OBJECTIVE: Retype the records below line for line, omitting the pictures.

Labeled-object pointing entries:
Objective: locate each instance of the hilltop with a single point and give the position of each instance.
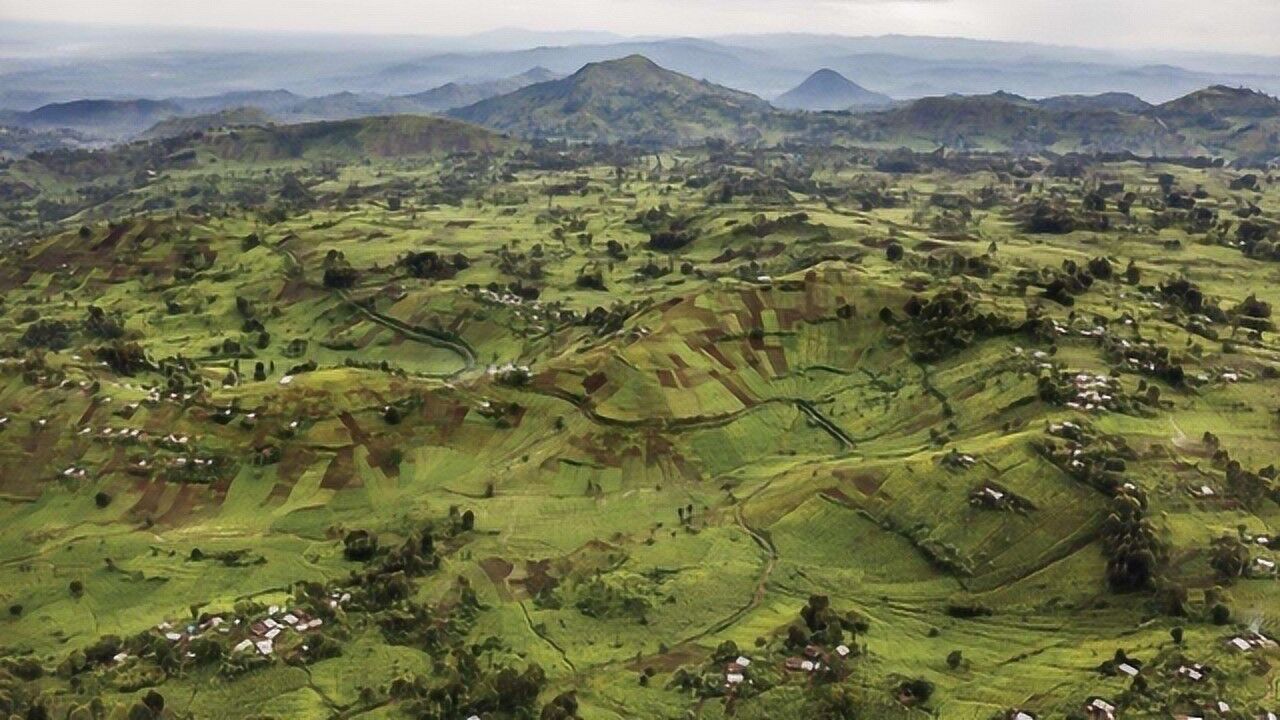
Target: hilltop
(630, 99)
(461, 94)
(103, 118)
(828, 90)
(237, 117)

THE ANSWER:
Objective: locate each instance of the hilltop with a single point and give the position of each instance.
Target: hilltop
(630, 99)
(461, 94)
(103, 118)
(828, 90)
(237, 117)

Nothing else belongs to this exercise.